Exercise aim: Reproduce the records below verbatim, from the first line through the line that contains "[(264, 264), (17, 368), (154, 227), (535, 371), (5, 268)]", including that line.

(Pointing dataset excerpts)
+ + + + +
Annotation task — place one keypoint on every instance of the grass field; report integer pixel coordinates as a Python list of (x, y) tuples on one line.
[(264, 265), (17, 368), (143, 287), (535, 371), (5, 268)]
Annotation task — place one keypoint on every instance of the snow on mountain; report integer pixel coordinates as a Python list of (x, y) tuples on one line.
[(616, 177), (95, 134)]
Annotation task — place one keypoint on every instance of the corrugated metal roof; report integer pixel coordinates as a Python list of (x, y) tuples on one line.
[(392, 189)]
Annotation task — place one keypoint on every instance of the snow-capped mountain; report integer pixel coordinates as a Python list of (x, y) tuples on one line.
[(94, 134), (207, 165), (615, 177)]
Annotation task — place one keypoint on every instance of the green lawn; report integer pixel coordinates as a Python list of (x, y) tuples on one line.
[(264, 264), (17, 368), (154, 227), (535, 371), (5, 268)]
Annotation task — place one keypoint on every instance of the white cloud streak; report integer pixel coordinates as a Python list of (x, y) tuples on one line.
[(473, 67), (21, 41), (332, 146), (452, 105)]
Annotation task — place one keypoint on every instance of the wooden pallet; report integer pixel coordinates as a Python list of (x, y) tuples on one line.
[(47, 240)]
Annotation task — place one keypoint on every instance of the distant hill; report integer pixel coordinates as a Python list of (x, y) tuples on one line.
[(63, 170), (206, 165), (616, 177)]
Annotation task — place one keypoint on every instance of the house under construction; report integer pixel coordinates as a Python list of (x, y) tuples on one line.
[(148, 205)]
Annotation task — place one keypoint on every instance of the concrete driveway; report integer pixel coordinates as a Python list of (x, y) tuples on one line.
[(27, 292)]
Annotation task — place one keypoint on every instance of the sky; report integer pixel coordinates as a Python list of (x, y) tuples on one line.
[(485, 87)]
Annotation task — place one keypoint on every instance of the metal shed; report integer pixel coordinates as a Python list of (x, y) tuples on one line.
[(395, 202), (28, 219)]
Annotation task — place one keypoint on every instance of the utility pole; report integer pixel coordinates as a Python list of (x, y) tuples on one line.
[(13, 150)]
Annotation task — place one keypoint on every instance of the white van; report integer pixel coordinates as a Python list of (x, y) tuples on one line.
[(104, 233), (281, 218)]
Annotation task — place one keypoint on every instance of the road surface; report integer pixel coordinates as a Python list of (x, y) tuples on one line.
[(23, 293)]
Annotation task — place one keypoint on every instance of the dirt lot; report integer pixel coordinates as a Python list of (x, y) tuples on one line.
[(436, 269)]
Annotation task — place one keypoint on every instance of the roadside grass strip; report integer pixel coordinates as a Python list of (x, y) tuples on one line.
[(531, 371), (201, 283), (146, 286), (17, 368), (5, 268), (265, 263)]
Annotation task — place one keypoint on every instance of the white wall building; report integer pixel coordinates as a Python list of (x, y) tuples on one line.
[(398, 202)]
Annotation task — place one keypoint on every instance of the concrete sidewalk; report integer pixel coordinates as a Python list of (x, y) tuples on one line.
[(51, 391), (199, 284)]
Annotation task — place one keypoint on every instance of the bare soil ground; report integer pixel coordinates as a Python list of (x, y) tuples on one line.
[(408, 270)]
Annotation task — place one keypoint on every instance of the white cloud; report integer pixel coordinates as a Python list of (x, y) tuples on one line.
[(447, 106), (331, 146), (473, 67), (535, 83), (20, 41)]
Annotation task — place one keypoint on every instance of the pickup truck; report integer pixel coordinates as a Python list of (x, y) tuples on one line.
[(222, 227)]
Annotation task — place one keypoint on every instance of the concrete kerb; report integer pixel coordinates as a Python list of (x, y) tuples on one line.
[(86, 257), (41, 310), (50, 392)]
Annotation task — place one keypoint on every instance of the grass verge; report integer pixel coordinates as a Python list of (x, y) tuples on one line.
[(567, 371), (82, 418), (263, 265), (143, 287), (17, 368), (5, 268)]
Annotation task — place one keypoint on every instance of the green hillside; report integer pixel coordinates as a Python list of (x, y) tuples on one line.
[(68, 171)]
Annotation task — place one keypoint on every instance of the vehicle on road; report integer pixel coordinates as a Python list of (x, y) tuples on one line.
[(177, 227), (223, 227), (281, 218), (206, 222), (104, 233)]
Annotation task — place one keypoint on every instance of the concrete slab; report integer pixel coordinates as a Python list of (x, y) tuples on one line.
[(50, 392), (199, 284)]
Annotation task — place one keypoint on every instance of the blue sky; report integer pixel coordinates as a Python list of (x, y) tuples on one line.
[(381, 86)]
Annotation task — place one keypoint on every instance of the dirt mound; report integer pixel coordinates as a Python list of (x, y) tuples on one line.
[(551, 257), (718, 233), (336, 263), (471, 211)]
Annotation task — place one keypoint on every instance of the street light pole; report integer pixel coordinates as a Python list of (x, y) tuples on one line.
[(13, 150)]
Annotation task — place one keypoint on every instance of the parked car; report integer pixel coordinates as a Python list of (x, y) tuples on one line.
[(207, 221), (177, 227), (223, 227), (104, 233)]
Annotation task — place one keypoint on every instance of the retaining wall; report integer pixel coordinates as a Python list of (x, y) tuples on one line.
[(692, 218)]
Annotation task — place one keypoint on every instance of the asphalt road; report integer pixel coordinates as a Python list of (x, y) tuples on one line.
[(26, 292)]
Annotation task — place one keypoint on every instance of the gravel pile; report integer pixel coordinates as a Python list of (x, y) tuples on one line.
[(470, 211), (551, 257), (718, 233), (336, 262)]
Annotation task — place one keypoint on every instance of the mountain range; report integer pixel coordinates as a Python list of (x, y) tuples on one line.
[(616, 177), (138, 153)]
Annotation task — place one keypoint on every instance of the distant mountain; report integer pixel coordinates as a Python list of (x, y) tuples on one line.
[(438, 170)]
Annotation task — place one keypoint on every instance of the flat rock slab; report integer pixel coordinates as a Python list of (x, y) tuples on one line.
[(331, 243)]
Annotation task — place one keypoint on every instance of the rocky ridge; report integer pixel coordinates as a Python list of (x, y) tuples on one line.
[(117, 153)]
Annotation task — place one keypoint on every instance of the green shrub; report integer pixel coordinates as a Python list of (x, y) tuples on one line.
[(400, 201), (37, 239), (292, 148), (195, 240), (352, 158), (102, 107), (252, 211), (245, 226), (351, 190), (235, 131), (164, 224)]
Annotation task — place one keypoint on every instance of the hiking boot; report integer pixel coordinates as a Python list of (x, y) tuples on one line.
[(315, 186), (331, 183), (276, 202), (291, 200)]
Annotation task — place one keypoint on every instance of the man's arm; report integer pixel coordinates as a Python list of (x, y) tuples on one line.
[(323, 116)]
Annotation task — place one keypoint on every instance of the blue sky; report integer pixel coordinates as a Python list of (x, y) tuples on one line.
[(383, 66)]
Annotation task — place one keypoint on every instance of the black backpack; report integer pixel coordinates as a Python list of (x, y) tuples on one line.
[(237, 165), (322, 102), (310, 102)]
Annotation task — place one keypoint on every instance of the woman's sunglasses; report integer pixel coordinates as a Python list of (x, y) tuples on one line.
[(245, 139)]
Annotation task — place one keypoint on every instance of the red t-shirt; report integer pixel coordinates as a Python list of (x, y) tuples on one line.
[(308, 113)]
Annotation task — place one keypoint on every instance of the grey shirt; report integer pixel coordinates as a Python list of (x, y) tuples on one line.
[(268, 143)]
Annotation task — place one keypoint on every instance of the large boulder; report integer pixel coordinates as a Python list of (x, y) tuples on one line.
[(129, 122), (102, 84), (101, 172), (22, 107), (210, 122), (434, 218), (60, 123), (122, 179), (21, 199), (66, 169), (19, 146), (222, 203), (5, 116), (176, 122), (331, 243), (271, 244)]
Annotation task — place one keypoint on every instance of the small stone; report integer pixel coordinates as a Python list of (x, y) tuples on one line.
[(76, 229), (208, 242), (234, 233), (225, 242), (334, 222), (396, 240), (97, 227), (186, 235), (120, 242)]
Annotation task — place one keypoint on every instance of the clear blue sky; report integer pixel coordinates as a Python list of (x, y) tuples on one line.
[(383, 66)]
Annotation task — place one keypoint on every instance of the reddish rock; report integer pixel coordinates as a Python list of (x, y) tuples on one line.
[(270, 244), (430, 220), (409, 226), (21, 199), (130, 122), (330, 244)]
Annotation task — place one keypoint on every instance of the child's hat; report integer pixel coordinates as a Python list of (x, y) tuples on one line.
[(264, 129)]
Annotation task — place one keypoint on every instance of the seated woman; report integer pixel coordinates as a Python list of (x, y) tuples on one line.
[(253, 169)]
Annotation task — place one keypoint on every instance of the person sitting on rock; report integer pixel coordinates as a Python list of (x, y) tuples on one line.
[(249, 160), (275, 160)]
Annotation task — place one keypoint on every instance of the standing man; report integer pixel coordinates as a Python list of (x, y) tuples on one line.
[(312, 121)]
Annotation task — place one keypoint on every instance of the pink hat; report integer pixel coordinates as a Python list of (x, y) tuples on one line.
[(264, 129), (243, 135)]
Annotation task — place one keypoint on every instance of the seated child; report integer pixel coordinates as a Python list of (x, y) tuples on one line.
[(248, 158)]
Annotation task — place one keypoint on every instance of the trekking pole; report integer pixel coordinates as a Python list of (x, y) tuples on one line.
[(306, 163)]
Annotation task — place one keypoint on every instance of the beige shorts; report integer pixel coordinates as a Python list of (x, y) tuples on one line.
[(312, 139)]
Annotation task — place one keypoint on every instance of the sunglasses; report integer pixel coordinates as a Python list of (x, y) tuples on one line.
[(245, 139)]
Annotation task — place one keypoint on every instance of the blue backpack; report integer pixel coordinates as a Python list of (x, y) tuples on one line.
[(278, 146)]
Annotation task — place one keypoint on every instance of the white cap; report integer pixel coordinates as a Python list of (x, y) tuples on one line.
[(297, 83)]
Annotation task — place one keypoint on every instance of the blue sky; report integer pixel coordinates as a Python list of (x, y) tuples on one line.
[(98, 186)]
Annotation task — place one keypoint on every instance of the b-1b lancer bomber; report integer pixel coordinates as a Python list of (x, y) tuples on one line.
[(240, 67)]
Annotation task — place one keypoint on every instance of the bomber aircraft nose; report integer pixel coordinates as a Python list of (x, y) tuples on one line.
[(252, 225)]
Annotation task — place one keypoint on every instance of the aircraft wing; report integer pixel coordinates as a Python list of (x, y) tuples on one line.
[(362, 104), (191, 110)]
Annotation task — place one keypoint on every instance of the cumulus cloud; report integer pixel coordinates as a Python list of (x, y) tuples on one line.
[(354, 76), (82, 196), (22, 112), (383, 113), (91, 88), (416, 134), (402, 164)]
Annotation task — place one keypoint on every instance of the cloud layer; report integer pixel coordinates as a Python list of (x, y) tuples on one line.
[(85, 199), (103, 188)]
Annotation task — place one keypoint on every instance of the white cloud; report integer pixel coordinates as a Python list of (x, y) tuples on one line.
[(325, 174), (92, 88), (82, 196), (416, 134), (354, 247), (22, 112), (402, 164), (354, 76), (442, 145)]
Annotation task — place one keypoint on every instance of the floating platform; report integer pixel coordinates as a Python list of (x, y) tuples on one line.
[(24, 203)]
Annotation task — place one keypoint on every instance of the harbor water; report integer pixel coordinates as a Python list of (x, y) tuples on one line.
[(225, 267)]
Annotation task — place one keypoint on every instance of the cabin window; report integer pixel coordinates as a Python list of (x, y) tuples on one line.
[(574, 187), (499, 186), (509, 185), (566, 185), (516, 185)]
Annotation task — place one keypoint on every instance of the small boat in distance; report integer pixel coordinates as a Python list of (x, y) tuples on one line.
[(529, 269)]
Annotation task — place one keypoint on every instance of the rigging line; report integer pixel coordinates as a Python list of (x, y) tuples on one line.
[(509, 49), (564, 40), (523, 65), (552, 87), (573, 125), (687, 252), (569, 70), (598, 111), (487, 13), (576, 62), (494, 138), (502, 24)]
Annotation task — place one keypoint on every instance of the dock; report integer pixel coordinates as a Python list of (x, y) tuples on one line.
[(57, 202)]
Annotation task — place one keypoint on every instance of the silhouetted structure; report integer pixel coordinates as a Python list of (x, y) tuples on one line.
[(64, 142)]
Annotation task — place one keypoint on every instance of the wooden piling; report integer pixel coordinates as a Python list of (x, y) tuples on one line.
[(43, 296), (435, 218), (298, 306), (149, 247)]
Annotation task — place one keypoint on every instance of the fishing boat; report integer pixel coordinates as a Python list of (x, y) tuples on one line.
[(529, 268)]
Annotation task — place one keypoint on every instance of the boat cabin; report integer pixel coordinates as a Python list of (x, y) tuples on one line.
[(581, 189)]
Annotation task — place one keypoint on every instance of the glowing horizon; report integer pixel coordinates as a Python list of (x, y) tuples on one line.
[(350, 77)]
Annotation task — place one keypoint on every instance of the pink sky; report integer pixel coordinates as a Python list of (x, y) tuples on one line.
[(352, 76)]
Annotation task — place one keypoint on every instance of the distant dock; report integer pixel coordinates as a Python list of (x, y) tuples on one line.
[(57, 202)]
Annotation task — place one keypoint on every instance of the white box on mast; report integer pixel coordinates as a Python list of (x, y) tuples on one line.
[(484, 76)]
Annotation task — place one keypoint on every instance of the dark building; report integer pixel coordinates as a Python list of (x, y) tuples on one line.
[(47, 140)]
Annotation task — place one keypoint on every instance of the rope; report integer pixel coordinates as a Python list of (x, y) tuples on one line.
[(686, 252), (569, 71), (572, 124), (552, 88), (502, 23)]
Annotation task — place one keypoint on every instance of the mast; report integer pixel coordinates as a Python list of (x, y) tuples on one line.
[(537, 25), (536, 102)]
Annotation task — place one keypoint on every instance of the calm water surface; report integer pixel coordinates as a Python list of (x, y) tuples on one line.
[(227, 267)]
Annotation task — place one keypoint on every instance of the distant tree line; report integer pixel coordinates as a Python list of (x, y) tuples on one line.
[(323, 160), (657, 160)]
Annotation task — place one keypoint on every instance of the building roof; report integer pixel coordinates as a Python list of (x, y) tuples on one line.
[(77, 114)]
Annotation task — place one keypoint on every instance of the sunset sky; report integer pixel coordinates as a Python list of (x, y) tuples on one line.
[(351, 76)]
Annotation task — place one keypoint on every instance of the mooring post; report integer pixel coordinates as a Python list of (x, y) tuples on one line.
+ + + + +
Answer to the exercise:
Annotation task — place one keypoint on every instance of the grass field; report integer pixel coordinates as a Python list of (x, y) tuples on one line.
[(264, 265), (17, 368), (143, 287), (535, 371), (5, 268)]
Annotation task — place one keypoint on every instance of the snow on mountain; report integer pixel coordinates as a Python list of (x, y) tuples on one line.
[(616, 177), (95, 134)]
Annotation task — place one keypoint on every instance of the corrugated metal roof; report integer pixel coordinates as a Python list of (x, y) tuples on one line.
[(392, 189)]
Annotation task — place one keypoint on every instance of the snow-capped mountain; report integer pixel coordinates as a Python list of (x, y) tuples on one line.
[(94, 134), (207, 165), (615, 177)]
Annotation task — place one keypoint on every instance of the green lawn; report integer pixel coordinates as a Python list of (x, y) tuples on one line.
[(264, 264), (17, 368), (154, 227), (535, 371), (5, 268)]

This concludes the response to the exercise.